→ **Text provided**
....
Thursday, March 15 – Carlsbad Caverns

David “Skeeter” Vandermast

(& Rob McDonald)

 

After a shower and a restful night we gathered in the parking lot of our motel, The Bien Venido, for a breakfast of coffee and bagels, and one last hack, before heading off to Guadalupe Mountains National Park.  I drove the green van, temporarily named “Skeeter Peter and the Fair Maidens” after it’s transient inhabitants of the previous day: yours truly, Laura, Michelle, Becky, Andrea, and Jessica.  Although there was some disagreement over the prerequisites for being a maiden, and whether any my companions could therefore be considered maidens, the name was catchy and it stuck.

 

For our journey on this fine day we were joined by our indefatigable Supreme Commander, but had to sacrifice fair maidens Andrea and Becky.  As lead van in the convoy we enjoyed being in front whilst the other vans had to suffer eating our dust as we had been eating theirs earlier in the week.  Had we actually been on a dirt road our revenge would have been sweeter.  As it was we headed west on Rte 90, through Marfa, home of the unexplained desert lights, to Van Horn, where we caught Rte 54 north to the park.  Along the way we were greeted with the sight of a large, white blimp-like object that could be seen miles before it was reached.  It turned out to be part of an Airforce base that was subtly situated on the plain upon which we traveled.  It may be some kind of covert government operation involved in FBI Agent Fox Mulder’s disappearance; we’ll have to ask Laura to investigate.

 

Not all organisms of interest to us were plants.  On the way to Guadalupe we saw antelope and a roadrunner that had a near-death experience with the lead van.  During our time in west Texas we also saw mule deer, peccary  and at least two species of lizard, including the one Dane, er…Dale, stepped on.  Personally, I was disappointed we didn’t see any snakes.  I really want to see a Gila Monster too some day.  Gila Monsters are found in the Sonoran Desert, a place I believe our lab group has never been (hint, hint).
....
→ **Aim of the task**
What motel did the group gather at for breakfast, according to the trip journal?

→ **Information shown**
....
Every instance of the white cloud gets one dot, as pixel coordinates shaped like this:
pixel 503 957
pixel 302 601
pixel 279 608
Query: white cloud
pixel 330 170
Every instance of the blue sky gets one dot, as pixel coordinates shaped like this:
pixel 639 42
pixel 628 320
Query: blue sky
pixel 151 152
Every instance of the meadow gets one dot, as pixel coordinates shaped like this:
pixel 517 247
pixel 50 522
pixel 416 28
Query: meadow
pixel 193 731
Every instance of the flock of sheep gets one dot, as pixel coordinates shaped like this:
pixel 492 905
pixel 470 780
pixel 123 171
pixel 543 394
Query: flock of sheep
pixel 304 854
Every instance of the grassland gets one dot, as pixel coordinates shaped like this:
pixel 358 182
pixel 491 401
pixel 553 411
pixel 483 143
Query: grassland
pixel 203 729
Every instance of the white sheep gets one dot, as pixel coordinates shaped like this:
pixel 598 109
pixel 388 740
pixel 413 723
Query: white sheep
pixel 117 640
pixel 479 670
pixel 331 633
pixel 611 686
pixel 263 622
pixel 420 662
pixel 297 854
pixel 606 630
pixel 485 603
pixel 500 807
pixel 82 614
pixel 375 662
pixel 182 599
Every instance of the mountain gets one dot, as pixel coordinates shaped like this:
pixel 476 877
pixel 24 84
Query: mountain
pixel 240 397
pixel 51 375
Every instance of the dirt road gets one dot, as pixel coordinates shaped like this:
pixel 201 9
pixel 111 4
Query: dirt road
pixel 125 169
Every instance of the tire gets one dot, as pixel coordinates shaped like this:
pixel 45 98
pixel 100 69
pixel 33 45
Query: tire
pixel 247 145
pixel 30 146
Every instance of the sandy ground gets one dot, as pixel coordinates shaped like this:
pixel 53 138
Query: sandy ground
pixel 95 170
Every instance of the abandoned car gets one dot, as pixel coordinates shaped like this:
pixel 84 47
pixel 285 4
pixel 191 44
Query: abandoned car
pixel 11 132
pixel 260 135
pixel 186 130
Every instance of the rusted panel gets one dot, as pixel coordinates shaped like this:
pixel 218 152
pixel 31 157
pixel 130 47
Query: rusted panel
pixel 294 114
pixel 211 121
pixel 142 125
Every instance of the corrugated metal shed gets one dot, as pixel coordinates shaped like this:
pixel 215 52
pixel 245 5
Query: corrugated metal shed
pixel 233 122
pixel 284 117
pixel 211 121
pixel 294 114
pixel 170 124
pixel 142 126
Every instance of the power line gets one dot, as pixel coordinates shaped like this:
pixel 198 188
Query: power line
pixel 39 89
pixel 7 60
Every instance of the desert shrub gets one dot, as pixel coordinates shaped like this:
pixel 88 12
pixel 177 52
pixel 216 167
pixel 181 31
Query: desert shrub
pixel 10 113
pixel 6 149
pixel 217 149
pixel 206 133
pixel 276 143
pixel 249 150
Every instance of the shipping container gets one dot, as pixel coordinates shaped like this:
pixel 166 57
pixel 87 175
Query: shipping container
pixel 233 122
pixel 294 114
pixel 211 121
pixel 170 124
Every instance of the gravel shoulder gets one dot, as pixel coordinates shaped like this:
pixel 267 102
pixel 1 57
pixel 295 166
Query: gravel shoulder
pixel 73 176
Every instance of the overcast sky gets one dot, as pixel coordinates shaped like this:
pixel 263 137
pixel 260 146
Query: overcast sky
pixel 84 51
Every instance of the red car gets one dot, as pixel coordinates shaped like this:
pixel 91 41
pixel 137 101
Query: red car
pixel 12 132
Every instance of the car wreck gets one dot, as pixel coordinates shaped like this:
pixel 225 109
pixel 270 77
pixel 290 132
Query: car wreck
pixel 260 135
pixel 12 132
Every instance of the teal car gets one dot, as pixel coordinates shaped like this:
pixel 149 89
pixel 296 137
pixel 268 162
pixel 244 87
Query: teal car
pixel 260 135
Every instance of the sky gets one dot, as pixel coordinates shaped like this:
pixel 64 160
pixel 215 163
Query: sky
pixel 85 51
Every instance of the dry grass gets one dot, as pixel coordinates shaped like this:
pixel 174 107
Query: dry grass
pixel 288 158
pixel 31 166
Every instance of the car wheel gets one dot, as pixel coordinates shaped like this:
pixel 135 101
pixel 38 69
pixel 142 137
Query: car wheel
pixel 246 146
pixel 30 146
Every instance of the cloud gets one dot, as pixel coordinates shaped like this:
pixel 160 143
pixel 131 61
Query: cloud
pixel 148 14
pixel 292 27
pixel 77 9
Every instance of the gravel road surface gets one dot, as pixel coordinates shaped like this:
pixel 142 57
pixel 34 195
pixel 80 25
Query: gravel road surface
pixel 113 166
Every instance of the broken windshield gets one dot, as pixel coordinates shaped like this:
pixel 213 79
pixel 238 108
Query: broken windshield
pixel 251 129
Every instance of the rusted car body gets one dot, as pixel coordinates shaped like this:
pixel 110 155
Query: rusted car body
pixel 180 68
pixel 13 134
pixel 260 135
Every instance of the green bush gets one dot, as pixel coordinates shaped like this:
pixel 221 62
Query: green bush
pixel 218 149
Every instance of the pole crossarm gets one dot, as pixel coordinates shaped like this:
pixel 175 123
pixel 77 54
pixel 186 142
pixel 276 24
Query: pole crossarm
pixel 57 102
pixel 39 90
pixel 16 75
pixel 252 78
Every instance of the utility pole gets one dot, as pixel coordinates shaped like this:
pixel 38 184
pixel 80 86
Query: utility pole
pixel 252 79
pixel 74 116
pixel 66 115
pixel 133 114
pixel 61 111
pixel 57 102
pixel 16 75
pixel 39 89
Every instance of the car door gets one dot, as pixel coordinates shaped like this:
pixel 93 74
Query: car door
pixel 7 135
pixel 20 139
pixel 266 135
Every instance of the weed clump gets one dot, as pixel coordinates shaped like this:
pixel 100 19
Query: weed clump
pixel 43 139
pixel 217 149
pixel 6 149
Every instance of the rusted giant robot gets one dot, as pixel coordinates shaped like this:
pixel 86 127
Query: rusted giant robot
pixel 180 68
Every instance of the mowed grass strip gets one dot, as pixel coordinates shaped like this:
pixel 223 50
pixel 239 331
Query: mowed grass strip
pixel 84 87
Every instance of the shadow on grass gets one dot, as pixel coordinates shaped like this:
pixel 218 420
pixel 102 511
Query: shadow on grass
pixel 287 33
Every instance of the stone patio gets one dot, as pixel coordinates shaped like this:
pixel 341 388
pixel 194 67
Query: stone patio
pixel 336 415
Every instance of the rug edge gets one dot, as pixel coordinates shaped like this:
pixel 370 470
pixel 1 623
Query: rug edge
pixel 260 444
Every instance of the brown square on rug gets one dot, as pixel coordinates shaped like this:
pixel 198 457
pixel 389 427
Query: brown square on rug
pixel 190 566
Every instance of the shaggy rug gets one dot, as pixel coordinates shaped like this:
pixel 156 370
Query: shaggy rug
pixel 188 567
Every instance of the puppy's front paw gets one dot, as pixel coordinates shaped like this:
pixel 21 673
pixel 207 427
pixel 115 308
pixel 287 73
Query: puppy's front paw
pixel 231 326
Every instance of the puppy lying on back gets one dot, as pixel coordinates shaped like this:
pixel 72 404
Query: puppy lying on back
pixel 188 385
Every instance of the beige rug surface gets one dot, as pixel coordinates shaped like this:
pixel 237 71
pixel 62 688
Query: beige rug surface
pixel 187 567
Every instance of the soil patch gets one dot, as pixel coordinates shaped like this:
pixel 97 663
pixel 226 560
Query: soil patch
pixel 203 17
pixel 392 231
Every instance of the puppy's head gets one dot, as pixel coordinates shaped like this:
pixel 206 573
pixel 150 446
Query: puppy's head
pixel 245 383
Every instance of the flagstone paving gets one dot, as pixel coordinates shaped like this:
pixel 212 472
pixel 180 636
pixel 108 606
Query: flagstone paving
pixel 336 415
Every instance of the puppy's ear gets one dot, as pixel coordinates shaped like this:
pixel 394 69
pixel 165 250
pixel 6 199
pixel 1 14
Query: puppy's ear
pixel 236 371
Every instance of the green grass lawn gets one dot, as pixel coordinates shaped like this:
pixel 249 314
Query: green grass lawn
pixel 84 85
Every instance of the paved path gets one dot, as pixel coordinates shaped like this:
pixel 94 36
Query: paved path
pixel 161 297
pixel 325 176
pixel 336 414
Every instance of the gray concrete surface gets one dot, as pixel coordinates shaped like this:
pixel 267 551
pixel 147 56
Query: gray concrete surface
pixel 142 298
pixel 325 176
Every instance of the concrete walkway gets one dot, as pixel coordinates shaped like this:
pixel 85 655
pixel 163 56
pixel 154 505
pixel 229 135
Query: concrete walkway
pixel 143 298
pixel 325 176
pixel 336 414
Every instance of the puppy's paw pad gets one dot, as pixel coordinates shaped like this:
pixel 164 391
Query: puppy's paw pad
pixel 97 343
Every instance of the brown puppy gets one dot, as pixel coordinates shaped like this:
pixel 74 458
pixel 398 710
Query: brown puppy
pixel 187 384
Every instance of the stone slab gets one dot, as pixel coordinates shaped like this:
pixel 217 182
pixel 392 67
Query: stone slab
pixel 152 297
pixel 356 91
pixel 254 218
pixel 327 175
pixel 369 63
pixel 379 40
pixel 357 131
....
→ **Result of this exercise**
The Bien Venido.